___ PROVIDED RECORDS ___

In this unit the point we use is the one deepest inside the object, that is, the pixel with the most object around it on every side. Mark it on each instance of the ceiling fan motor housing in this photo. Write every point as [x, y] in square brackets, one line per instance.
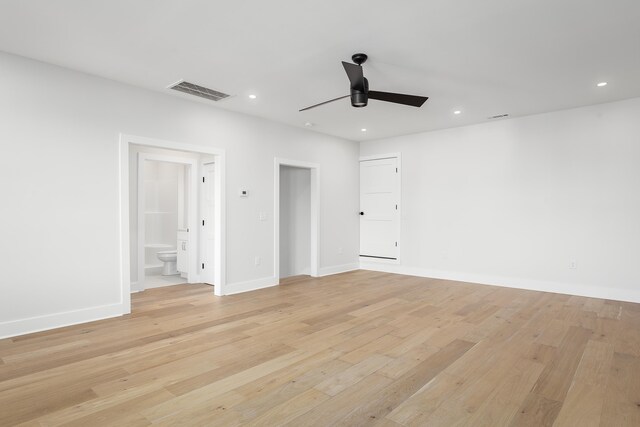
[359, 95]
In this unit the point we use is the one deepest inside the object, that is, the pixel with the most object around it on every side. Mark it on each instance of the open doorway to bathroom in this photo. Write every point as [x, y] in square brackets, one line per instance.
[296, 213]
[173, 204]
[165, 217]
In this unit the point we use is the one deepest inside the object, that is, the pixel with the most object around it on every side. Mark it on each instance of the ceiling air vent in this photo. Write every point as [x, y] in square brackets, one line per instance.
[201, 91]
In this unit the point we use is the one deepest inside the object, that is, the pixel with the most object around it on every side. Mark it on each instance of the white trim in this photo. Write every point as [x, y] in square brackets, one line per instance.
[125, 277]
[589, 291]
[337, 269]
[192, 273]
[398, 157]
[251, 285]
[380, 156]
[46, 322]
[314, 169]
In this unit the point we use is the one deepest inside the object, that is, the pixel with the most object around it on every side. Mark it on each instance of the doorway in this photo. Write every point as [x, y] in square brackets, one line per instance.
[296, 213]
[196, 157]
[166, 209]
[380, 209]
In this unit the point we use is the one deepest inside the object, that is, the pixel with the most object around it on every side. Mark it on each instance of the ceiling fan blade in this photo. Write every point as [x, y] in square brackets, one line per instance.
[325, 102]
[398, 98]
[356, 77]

___
___ PROVIDED RECORDS ___

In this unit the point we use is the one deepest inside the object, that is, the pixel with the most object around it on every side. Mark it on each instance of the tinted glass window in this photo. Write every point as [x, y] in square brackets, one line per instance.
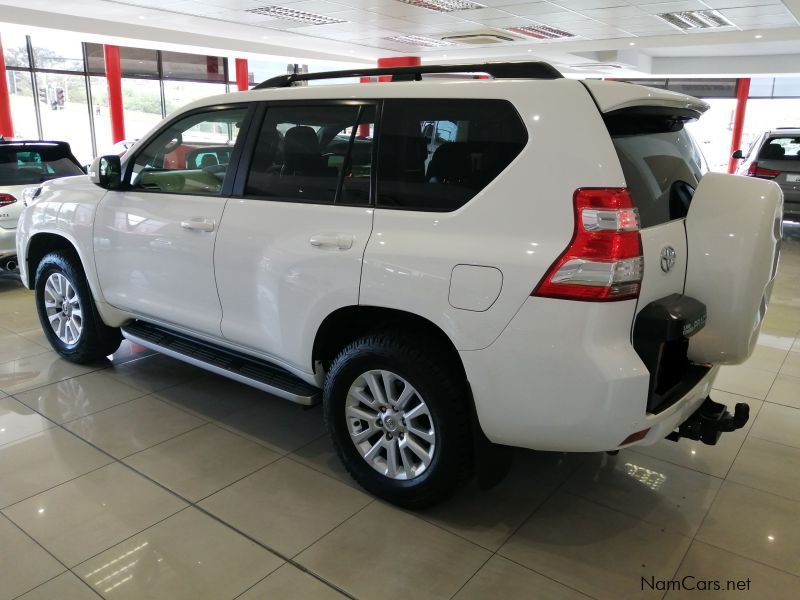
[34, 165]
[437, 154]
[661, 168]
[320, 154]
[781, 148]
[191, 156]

___
___ PROVIDED RECORDS ___

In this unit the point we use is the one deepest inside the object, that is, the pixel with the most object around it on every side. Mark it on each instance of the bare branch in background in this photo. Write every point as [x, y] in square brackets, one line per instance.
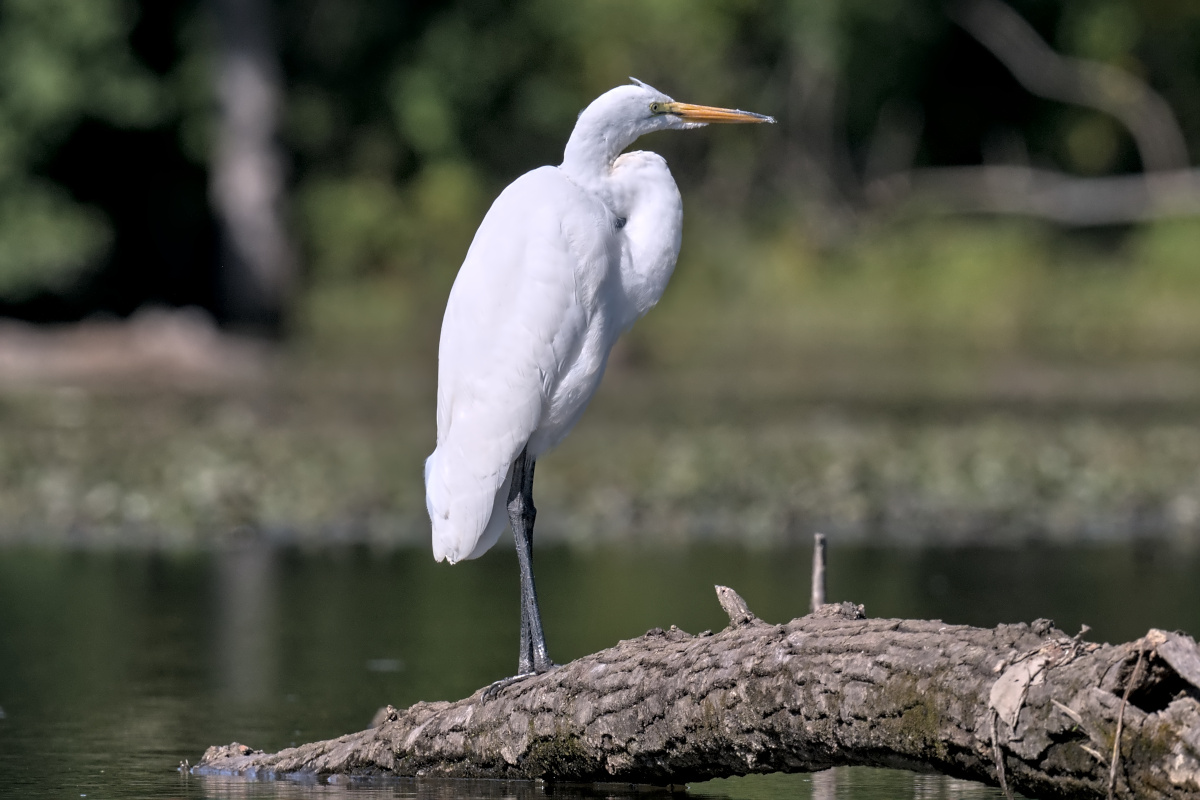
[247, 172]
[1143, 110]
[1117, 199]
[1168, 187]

___

■ DIRECTIONS
Please locate each line of the records that contains the word "white", and copy those lines out in full.

■ OUTPUT FOR THIS EXERCISE
In this unit the point we use is the one deepest inside the object, that is, the pixel with the most object around it on every side. Mark it on each instance of the white trim in this photo. Write every point as [x, y] in square brackets, one line per instance.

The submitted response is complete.